■ STATED TASK ■
Format the data below as a numbered list, one line per item, and omit any blank lines.

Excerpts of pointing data

begin

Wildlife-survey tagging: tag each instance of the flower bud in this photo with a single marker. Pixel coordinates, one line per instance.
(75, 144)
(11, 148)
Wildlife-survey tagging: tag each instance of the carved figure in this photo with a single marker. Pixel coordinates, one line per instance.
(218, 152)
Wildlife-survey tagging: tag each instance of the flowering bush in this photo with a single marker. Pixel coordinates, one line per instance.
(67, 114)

end

■ EXERCISE ANSWER ■
1. Wildlife-survey tagging: tag each instance of the flower bud in this photo with a single marker. Pixel coordinates, one line per instance.
2. (75, 144)
3. (11, 148)
4. Wildlife-survey tagging: tag each instance of the carved figure in this photo with a single marker. Pixel coordinates, one line per instance.
5. (218, 152)
6. Wildlife-survey tagging: tag each instance of the flowering bush in this photo with a single marker. Pixel coordinates, one line per instance.
7. (67, 114)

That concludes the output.